■ EXERCISE INPUT ■
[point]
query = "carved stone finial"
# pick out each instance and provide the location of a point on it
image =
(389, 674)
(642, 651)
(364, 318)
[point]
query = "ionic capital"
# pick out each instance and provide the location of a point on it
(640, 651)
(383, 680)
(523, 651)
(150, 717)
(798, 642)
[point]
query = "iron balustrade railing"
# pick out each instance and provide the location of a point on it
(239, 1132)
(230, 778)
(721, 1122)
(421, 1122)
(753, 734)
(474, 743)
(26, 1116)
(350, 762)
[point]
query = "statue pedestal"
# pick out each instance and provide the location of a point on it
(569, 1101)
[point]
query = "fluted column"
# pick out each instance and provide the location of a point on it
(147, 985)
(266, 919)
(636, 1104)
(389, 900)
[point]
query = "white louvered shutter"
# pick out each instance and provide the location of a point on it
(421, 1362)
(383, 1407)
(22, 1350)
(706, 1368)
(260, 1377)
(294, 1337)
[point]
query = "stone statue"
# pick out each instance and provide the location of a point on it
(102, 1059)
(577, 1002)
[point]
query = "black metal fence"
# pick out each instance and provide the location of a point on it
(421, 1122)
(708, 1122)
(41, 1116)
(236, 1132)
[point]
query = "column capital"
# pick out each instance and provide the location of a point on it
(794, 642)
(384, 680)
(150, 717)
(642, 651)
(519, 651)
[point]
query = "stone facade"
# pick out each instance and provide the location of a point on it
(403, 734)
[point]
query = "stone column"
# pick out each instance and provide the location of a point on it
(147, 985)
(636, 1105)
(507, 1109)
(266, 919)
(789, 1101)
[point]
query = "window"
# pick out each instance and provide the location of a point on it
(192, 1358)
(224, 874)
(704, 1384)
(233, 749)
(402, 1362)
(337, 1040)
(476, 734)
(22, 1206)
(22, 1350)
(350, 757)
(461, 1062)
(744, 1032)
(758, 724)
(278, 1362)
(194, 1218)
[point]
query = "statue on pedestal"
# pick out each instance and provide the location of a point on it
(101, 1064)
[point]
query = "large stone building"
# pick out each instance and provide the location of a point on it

■ WORK INSTRUCTIONS ■
Format all of the data above as a JSON array of strings, one string per line, skipping any blank lines.

■ THE ANSWER ■
[
  "[point]",
  "query = \"carved stone finial\"",
  "# pick out each instance and provide the location of a point on it",
  "image =",
  "(389, 674)",
  "(642, 651)",
  "(364, 318)",
  "[point]",
  "query = \"ionic capital\"",
  "# pick out each instance and provide the location of a point on it",
  "(640, 651)",
  "(383, 680)",
  "(523, 651)",
  "(150, 717)",
  "(798, 642)",
  "[point]",
  "query = \"iron balustrade railing\"",
  "# pick out each instance and provide the location of a point on it",
  "(239, 1132)",
  "(230, 778)",
  "(721, 1122)",
  "(421, 1122)",
  "(753, 734)",
  "(474, 743)",
  "(26, 1116)",
  "(350, 762)",
  "[point]",
  "query = \"statue pedestal\"",
  "# pick out each instance and provide the location of a point on it",
  "(569, 1101)",
  "[point]",
  "query = \"fluted column\"",
  "# pick out each instance and provide the location of a point on it",
  "(147, 985)",
  "(266, 919)",
  "(636, 1104)",
  "(389, 900)",
  "[point]",
  "query = \"white louvered shutter\"",
  "# pick out each instance and provide the location of a point on it",
  "(421, 1362)",
  "(383, 1407)",
  "(22, 1350)",
  "(706, 1368)",
  "(260, 1377)",
  "(294, 1337)",
  "[point]",
  "query = \"stone statue\"",
  "# pick out each instance and provide the location of a point on it",
  "(102, 1059)",
  "(577, 1002)",
  "[point]",
  "query = \"black metal fence\"",
  "# pick out each instance and provide the location of a point on it",
  "(421, 1122)",
  "(708, 1122)",
  "(41, 1116)",
  "(236, 1132)",
  "[point]",
  "query = \"column capital\"",
  "# pick out each instance and provide the location of a point on it",
  "(794, 642)",
  "(384, 680)",
  "(150, 717)",
  "(642, 651)",
  "(519, 651)",
  "[point]",
  "query = \"stone facade\"",
  "# pick out each instance and provide the location of a point on it",
  "(403, 734)",
  "[point]",
  "query = \"stone column\"",
  "# pick out each instance and provide the location of a point on it",
  "(147, 985)",
  "(636, 1105)",
  "(507, 1109)",
  "(266, 919)",
  "(789, 1101)",
  "[point]",
  "query = \"window\"",
  "# pick out each instance and provide the location of a point on it",
  "(192, 1358)",
  "(224, 874)",
  "(704, 1384)",
  "(233, 749)",
  "(402, 1362)",
  "(337, 1040)",
  "(476, 734)",
  "(22, 1206)",
  "(22, 1350)",
  "(350, 757)",
  "(461, 1062)",
  "(744, 1032)",
  "(758, 724)",
  "(278, 1362)",
  "(194, 1218)",
  "[point]",
  "query = \"statue on pedestal\"",
  "# pick out each instance and provide the location of a point on it",
  "(101, 1064)",
  "[point]",
  "query = \"large stone building\"",
  "# pick out each instance and provide the location of a point on it"
]